## Exercise objective:
Swap "outline" for "boundary" in the lines of the listing starting at its beginning and ending at the line that contains "Trace the outline of every instance of the tree.", leaving all else unchanged. Give back only those lines.
--- Supplied records ---
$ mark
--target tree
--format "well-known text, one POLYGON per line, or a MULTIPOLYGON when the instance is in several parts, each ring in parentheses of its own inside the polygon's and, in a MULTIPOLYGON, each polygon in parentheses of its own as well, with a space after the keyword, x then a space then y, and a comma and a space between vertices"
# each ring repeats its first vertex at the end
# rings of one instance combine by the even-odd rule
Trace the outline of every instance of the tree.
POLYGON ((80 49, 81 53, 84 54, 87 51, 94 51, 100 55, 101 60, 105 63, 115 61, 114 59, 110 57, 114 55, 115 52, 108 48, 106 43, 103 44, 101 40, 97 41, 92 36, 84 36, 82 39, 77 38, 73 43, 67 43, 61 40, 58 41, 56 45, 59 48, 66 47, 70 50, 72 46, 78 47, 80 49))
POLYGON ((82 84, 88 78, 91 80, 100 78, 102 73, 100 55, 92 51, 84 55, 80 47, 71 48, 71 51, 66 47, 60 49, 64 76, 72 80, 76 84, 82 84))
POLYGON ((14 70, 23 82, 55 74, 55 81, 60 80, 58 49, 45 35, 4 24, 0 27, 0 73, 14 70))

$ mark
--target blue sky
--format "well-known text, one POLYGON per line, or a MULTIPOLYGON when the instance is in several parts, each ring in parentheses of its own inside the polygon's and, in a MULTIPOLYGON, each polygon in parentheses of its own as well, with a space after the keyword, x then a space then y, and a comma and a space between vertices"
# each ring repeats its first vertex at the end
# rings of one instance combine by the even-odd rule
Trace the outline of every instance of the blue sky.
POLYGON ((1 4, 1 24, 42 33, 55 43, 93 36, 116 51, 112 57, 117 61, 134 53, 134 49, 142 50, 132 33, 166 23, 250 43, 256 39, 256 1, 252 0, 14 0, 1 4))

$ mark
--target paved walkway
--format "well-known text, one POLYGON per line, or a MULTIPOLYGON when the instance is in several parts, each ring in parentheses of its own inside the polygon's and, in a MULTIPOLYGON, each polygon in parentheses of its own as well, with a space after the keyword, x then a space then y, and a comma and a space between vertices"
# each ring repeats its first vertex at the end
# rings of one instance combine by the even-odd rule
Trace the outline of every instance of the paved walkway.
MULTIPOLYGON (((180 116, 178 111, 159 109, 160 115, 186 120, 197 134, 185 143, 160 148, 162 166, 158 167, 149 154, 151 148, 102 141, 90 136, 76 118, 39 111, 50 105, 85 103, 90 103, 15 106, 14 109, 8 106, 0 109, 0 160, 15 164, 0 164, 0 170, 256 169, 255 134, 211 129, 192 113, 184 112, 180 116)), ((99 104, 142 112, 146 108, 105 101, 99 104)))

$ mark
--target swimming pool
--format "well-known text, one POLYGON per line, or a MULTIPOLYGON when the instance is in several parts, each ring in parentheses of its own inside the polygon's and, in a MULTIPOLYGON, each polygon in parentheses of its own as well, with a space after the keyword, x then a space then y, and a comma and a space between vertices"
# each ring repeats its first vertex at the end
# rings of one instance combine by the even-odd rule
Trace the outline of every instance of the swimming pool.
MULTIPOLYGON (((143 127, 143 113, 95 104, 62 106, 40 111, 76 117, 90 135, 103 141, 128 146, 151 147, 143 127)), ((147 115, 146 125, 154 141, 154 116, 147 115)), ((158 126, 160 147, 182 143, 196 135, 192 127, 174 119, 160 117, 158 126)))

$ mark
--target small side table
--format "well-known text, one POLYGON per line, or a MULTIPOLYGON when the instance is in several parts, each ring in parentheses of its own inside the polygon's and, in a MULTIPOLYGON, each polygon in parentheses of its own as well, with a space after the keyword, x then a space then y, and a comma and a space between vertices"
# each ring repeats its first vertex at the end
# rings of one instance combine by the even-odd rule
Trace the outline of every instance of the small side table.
---
## Expected answer:
$ mark
--target tree
--format "well-known text, one POLYGON per line, or a MULTIPOLYGON when the instance is in several parts, each ring in parentheses of its own inside the polygon's and, in a MULTIPOLYGON, each polygon in parentheses of its own as well, with a space after the keyword, x then a space then y, and a comma and a space between vertices"
# each ring repeats its first vertex at the end
# rings of one instance combine by the even-odd rule
Trace the boundary of every instance of the tree.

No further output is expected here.